# Sanding sealer for a final finish?



## drushr (Jul 17, 2009)

Sanding sealer for a final finish, Will it last? 

I just started turning pen’s this year and have a few questions about a finish. Will Mylands Cellulose Sanding Sealer for a final finish last very long?
Will it protect the pen from the oils and dirt on your hand?   
I have tried 2 other finishes like WAX and Wipe on Polly with sealer underneath them and they all leave the pen looking and feeling a little different.       

I kind of like the soft feel and soft look that I get after I have applied several coats 6-8 of sealer and sanded with a fine Micro-mesh.


----------



## broitblat (Jul 17, 2009)

I think it depends on what you mean by "last".  I don't think the sanding sealer will protect the wood from hand oils, finger prints, etc.   But I also don't think those things necessarily affect the pen negatively.  Depending on what you are trying to achieve, IMHO, this would be an acceptable way to finish the pen.

** REQUIREMENTS **
a. Answer each question from the thread on sanding sealer, one answer per line:
(i) Which sanding sealer product does the first poster ask about?
(ii) How many coats of sealer does the first poster apply before sanding?
(iii) According to the reply, what does sanding sealer probably not protect the wood from?
b. In one to three sentences, explain why the reply in the thread on sanding sealer still calls sealer alone an acceptable pen finish.

** ITEMS **
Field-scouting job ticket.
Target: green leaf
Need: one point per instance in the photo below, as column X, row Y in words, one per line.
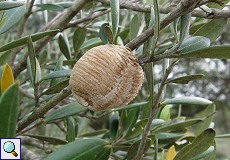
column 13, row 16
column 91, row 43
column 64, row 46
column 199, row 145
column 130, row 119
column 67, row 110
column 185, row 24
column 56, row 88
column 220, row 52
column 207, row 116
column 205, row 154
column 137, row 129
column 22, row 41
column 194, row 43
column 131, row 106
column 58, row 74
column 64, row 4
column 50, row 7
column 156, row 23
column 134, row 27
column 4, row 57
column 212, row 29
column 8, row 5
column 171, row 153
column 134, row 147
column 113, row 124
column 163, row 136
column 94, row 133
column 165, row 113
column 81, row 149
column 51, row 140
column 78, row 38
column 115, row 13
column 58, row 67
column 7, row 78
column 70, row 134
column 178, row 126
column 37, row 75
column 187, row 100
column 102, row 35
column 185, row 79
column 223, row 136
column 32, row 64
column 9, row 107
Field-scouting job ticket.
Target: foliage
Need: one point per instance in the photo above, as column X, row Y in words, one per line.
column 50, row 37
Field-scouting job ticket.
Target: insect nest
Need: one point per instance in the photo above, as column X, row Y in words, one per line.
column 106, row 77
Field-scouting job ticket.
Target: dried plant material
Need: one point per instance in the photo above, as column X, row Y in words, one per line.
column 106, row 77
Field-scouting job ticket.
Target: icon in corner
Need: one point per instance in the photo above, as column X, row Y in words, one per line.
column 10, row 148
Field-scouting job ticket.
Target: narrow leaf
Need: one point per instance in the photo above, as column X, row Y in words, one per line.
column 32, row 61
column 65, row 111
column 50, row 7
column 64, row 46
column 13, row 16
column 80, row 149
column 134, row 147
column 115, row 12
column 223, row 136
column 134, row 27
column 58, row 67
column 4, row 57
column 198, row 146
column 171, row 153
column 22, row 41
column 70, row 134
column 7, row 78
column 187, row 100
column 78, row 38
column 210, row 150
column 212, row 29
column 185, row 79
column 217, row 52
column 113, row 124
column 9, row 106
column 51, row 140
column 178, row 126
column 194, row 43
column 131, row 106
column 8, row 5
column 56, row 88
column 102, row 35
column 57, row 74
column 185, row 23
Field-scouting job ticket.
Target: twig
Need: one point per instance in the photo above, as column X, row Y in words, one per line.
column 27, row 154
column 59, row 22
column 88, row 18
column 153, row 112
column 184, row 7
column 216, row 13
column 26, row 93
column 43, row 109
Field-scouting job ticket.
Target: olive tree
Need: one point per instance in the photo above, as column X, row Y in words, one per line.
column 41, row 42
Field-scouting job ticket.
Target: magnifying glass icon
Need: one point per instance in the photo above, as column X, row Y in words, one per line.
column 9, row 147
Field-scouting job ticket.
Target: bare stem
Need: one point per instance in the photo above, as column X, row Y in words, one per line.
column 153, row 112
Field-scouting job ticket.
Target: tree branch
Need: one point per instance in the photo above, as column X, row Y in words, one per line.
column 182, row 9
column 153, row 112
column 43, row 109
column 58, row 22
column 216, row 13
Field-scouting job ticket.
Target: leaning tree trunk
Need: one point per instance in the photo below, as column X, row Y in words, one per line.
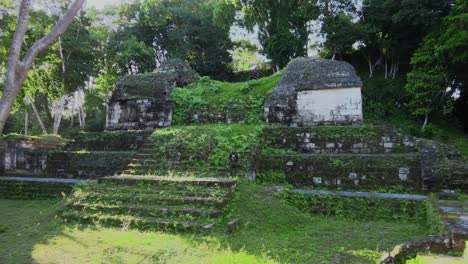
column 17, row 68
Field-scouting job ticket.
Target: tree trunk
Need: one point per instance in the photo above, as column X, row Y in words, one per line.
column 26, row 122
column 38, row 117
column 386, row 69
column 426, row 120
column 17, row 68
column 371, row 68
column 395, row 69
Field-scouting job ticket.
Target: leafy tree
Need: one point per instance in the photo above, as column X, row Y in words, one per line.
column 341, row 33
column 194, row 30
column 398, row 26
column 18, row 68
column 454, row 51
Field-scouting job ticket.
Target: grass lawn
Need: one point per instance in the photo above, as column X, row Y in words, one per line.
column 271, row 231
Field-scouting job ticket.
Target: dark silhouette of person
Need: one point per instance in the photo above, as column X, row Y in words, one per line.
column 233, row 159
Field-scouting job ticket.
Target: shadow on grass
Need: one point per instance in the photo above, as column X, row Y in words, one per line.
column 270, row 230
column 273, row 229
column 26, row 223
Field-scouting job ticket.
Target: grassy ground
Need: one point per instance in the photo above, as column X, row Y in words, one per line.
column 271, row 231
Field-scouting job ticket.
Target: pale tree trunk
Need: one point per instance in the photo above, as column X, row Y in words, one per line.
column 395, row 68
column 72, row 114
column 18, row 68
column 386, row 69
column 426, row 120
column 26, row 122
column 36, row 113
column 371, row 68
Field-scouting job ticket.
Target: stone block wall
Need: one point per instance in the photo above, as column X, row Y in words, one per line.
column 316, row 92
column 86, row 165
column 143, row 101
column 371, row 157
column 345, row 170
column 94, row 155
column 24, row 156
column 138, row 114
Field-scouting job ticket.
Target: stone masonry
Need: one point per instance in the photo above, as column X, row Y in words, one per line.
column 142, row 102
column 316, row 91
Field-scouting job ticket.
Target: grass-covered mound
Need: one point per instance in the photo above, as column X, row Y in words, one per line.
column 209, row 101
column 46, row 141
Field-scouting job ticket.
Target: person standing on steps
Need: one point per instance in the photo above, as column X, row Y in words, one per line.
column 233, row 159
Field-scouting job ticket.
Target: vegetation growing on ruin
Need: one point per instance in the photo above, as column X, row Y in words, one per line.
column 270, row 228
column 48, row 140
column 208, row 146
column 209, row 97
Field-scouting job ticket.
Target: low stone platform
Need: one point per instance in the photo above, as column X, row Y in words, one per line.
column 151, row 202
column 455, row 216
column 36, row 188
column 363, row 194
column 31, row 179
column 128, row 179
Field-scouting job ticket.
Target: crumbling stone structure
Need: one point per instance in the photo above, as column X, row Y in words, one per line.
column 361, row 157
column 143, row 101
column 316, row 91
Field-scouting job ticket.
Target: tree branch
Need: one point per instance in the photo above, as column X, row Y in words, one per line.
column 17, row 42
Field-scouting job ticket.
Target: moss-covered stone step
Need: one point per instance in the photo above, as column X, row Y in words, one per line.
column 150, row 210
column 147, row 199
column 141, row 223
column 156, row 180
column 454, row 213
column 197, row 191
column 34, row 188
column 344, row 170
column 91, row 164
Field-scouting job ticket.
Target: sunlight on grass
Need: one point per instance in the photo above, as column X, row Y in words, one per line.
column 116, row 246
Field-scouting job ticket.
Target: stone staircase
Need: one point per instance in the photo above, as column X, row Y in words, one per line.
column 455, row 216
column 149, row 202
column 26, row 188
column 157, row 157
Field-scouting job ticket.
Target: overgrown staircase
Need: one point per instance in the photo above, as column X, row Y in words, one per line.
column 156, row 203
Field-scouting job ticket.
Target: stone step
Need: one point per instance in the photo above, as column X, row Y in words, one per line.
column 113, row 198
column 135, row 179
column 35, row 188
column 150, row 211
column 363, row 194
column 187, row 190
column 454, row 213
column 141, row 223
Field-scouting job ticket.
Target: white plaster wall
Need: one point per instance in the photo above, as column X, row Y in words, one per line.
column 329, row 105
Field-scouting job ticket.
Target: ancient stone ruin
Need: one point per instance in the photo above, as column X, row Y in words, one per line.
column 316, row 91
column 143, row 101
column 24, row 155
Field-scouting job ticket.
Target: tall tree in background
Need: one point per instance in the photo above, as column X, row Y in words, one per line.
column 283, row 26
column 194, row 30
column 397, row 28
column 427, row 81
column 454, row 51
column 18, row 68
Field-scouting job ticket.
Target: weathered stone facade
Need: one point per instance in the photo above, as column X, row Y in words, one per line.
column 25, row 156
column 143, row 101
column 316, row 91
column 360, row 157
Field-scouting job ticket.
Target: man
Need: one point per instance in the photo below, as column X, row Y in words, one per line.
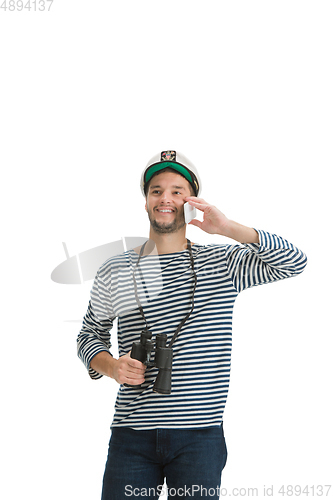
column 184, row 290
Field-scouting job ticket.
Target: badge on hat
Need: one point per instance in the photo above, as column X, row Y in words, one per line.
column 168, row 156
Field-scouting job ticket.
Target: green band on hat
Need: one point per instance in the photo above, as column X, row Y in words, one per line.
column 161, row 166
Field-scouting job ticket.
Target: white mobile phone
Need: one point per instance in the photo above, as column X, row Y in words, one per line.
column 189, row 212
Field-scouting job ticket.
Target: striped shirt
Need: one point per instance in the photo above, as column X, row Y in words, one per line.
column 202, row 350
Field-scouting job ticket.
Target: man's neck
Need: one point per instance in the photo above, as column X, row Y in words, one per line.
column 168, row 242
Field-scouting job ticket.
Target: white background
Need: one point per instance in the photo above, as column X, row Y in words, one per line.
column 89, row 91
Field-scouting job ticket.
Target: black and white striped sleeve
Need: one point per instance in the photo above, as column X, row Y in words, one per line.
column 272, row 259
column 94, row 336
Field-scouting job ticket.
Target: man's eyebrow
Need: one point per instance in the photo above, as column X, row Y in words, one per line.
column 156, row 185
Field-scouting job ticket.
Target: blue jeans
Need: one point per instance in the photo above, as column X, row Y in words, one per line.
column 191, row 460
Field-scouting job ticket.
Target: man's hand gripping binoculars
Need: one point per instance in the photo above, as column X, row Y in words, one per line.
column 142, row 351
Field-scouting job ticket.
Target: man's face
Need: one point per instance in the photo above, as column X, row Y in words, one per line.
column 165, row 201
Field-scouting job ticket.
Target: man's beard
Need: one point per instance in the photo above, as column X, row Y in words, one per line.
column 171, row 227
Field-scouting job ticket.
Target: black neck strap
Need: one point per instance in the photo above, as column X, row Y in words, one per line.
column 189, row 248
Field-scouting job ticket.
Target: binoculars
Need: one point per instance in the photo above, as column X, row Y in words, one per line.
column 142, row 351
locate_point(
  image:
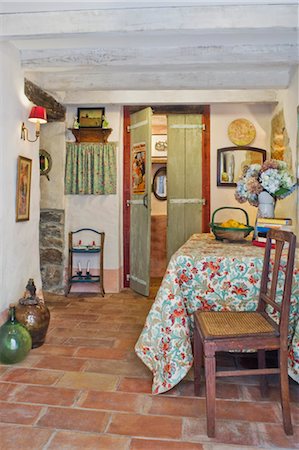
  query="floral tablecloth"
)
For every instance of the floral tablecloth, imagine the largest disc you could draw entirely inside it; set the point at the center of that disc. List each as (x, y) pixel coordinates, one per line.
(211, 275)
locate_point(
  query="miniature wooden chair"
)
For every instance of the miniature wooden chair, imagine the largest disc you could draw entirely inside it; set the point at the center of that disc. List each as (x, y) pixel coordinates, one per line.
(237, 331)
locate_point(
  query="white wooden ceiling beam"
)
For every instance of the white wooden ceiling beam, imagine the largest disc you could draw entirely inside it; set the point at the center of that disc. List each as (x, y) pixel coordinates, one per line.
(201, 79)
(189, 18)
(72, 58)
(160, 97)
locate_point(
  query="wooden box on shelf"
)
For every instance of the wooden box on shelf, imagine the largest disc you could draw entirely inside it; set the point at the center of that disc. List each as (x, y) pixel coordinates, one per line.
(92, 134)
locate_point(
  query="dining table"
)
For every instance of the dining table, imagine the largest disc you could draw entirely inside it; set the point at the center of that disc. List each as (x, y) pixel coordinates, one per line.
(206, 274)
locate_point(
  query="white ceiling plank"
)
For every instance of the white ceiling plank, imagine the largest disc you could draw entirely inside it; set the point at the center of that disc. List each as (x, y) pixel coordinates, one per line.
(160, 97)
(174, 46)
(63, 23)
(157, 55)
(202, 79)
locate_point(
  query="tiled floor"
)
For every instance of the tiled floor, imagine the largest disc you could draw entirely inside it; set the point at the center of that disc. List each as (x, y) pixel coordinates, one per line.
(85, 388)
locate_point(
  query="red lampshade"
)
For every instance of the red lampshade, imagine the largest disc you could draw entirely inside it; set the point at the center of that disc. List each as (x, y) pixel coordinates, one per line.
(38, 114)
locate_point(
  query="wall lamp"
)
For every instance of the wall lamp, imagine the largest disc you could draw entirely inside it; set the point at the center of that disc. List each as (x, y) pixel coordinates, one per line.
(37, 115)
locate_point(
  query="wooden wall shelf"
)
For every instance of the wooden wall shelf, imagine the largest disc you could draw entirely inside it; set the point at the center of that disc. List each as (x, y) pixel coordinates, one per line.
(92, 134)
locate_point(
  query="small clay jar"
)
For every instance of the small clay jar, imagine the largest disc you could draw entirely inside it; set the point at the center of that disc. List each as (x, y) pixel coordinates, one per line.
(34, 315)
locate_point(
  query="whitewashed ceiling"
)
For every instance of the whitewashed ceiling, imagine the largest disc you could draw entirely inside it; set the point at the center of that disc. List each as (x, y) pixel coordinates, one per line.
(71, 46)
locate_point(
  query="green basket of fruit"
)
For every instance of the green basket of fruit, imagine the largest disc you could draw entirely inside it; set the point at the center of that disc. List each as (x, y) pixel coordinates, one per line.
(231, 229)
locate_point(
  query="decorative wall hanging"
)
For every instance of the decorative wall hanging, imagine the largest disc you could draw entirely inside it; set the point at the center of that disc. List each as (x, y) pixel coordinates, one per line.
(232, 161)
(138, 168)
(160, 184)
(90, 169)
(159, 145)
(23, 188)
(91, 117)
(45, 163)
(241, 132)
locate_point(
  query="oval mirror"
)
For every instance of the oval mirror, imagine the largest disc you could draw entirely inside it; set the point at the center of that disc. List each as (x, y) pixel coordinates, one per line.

** LIST OF SOLUTIONS **
a.
(i) Mylands Cellulose Sanding Sealer
(ii) 6-8 coats
(iii) Hand oils, fingerprints, and the like

b. The reply admits that sanding sealer probably won't protect the wood from hand oils and fingerprints. It doesn't think those things necessarily harm the pen. So, depending on what the turner wants to achieve, sealer alone can be an acceptable finish.